• _GIVEN INFORMATION_:

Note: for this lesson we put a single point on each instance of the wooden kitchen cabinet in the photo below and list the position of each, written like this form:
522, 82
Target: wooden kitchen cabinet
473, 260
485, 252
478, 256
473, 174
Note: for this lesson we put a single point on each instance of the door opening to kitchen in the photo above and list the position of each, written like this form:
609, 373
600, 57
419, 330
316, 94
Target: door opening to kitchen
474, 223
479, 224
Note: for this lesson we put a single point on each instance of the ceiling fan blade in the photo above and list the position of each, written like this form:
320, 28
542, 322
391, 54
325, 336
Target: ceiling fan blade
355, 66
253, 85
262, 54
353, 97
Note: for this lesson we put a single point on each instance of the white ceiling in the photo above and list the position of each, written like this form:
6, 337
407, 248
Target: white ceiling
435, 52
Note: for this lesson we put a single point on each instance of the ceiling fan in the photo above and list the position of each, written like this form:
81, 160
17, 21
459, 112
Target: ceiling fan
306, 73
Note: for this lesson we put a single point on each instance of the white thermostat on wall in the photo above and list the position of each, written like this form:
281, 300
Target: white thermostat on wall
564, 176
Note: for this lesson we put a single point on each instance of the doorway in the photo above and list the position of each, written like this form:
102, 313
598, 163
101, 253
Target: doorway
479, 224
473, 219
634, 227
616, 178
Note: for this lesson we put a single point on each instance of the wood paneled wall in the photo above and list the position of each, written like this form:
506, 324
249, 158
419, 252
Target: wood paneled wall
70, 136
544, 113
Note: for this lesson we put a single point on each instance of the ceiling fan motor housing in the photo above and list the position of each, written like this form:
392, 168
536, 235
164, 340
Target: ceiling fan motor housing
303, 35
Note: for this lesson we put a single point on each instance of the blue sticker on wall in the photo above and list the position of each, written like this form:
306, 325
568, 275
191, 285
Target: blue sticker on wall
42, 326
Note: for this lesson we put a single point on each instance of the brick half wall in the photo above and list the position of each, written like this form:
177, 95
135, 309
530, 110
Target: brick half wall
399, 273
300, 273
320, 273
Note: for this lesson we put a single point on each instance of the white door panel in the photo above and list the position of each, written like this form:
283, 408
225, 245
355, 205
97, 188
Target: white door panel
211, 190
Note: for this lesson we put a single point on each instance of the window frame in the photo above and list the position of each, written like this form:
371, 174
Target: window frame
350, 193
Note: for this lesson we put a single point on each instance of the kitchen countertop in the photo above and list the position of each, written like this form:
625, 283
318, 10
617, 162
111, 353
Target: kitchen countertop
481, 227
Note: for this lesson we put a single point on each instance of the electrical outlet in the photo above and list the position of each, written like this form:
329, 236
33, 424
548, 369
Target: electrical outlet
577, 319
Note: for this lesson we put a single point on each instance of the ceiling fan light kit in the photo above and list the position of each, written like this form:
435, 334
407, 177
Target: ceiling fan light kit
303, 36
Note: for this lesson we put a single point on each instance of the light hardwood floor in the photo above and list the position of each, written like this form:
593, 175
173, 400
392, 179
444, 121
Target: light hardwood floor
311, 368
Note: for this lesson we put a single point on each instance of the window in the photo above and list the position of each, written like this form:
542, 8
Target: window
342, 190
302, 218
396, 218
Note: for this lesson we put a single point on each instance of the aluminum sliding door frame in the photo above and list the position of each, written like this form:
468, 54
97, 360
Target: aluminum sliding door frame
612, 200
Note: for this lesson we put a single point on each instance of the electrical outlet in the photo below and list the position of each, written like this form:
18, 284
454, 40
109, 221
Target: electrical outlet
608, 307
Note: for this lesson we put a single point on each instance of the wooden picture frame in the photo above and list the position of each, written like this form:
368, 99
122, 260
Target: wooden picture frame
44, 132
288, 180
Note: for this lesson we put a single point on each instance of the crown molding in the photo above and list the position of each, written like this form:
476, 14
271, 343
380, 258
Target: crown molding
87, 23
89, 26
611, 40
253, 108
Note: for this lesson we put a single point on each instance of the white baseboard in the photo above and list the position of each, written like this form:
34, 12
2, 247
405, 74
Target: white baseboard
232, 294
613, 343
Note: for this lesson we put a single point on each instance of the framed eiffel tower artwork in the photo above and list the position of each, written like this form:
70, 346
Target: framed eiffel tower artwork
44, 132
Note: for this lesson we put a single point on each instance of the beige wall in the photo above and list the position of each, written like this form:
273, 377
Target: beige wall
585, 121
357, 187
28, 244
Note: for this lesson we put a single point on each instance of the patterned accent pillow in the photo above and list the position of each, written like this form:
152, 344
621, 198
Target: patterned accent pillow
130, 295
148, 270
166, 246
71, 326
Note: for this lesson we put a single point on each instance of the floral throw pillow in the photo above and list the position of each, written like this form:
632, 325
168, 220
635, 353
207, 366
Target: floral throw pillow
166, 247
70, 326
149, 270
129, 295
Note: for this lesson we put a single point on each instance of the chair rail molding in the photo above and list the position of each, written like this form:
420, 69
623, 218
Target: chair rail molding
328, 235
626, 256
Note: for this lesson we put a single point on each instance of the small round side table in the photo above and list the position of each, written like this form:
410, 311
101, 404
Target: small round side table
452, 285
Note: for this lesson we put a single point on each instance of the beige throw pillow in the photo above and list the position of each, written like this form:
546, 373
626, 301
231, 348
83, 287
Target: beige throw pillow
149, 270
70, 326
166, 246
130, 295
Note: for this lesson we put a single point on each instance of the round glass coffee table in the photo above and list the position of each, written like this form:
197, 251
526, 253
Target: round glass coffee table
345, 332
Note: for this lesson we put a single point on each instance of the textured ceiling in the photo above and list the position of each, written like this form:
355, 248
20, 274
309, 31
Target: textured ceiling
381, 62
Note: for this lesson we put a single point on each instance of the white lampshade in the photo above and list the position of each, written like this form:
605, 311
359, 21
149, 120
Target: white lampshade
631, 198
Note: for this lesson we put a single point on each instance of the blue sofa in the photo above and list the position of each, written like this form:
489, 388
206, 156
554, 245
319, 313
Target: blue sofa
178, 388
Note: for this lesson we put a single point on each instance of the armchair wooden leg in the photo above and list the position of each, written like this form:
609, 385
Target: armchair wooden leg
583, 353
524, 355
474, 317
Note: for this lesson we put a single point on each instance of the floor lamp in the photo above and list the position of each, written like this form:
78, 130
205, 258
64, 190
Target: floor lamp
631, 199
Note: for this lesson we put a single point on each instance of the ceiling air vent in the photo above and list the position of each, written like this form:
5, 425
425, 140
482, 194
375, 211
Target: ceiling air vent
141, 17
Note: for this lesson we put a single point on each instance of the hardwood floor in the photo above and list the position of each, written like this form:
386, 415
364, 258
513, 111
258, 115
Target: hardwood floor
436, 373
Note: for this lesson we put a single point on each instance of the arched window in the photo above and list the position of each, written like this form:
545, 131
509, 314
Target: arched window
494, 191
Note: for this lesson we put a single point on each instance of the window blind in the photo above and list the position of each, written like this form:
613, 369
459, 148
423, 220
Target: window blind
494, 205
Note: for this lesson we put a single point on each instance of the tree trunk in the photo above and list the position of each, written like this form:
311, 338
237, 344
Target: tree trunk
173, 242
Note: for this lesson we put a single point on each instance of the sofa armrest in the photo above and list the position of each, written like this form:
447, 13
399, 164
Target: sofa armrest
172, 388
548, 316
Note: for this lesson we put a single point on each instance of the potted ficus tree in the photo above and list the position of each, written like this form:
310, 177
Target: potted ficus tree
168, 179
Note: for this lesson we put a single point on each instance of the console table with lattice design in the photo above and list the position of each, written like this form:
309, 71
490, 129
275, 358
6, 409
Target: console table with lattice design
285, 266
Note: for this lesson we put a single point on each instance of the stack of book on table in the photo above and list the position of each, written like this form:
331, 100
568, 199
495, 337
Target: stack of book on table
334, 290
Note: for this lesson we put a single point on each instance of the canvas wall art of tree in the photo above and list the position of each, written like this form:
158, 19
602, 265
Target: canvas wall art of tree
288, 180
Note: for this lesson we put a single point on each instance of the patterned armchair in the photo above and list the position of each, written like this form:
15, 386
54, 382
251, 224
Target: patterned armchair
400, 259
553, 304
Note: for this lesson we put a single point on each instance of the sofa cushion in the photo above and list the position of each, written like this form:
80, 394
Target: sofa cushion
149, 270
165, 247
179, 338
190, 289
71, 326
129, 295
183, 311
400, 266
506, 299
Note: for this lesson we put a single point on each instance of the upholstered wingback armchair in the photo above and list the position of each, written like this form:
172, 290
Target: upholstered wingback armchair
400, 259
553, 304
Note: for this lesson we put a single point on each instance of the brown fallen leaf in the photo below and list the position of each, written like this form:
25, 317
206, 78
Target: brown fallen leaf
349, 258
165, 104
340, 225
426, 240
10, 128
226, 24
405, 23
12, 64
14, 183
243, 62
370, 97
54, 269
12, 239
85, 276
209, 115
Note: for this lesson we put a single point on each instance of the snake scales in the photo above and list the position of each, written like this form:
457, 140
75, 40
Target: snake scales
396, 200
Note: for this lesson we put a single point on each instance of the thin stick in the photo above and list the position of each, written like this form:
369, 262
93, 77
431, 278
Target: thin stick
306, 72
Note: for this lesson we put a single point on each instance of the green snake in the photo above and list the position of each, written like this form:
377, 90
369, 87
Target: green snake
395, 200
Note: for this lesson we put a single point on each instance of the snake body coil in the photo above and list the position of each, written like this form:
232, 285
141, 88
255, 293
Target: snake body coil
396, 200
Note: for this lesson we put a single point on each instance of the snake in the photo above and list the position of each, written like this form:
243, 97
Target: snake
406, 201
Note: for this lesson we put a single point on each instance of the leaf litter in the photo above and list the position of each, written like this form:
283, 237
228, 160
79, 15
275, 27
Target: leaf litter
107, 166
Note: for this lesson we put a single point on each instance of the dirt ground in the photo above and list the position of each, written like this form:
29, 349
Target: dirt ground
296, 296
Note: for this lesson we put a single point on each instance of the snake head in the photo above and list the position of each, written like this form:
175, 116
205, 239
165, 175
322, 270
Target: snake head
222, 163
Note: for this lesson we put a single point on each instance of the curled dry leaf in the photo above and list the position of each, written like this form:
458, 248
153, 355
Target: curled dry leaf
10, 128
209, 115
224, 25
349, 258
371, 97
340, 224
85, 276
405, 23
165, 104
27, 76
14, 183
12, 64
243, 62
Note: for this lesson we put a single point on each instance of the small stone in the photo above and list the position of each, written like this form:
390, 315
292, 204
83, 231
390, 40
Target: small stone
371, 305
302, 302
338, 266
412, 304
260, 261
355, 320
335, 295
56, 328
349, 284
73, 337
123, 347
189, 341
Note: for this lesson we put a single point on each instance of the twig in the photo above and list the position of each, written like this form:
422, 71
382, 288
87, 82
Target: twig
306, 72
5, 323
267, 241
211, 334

• _ABOUT THIS TASK_: Scan the data above and state how many of its lines contain the string "below", with no other content.

• _ANSWER SPACE_: 3